Wednesday 11 January 2012

Hari 2: Ubud-Kintamani-Toya Bungkah

Karena kami rombongan besar, maka kata mufakat sukar sekali didapatkan. Susah untuk bisa berangkat pagi-pagi mengejar sunrise (selalu ada yang masih tergeletak di kasur), memilih tempat wisata mana yang harus didahulukan, dsb. Perlu usaha ekstra untuk mempersuasi banyak orang. Akan tetapi, ya itu doang sih susahnya kalau rombongan besar, sisanya, amat sangat mengasyikkan (dan murah!!).

Tugas Latihan ::
A - Tulis ulang bagian catatan perjalanan di atas antara "Wednesday 11 January" dan "mengasyikkan (dan murah!!).", inklusif, dengan mengganti "rombongan besar" menjadi "kelompok besar".
B - Apa terjemahan bahasa Inggris untuk kalimat "Perlu usaha ekstra untuk mempersuasi banyak orang." dari catatan perjalanan di atas?
C - Teruskan catatan perjalanan Ubud-Kintamani-Toya Bungkah di atas, dimulai setelah kalimat terakhirnya.

Data Tercatat ::
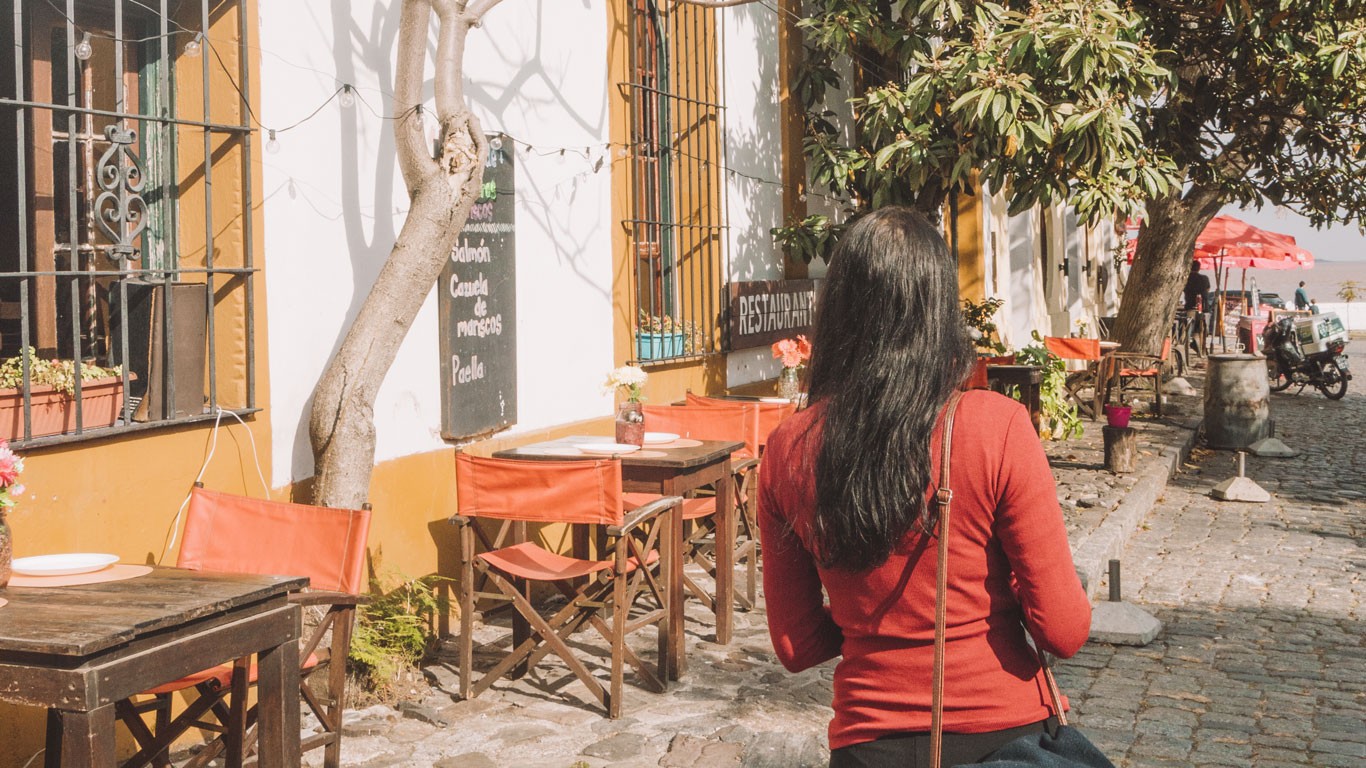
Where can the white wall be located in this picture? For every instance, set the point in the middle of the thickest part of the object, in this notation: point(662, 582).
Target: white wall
point(333, 202)
point(751, 135)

Jawaban Tiap Tugas ::
A -
Wednesday 11 January 2012

Hari 2: Ubud-Kintamani-Toya Bungkah

Karena kami kelompok besar, maka kata mufakat sukar sekali didapatkan. Susah untuk bisa berangkat pagi-pagi mengejar sunrise (selalu ada yang masih tergeletak di kasur), memilih tempat wisata mana yang harus didahulukan, dsb. Perlu usaha ekstra untuk mempersuasi banyak orang. Akan tetapi, ya itu doang sih susahnya kalau kelompok besar, sisanya, amat sangat mengasyikkan (dan murah!!).

B - It takes extra effort to persuade many people.

C -
Seperti hari itu, pagi jam 5 masih pada belum bangun, jadilah cuma berdua jogging sama Ahmad di pantai (cerita sebelumnya). Kalau hari 2, kami sudah rencanakan akan mengujungi pegunungan di Bali tengah. Jadi, kami berangkat ke Ubud langsung. Berbekal peta yang dihafal semalam, sampailah di Ubud yang berjarak sekitar sejam perjalanan motor (pake bingung dan nyasar dikit). Dsinggggggg, dimana objek wisatanya? Emang ada objek wisata apa di sana? Zzzzz, bahkan kami pun belum tahu. Mau tanya orang bingung nanya apa, mau nyari sendiri, tak tahu nyari dimana. Finally, kami beberapa nanya ke penduduk,

Kami: “permisi pak, Ubud yang terkenal itu, dimana sih pak?”
Pak Made1: “ya ini dek, daerah Ubud”
Kami: “lho, kok gak ada apa-apanya, katanya bagus bgt…”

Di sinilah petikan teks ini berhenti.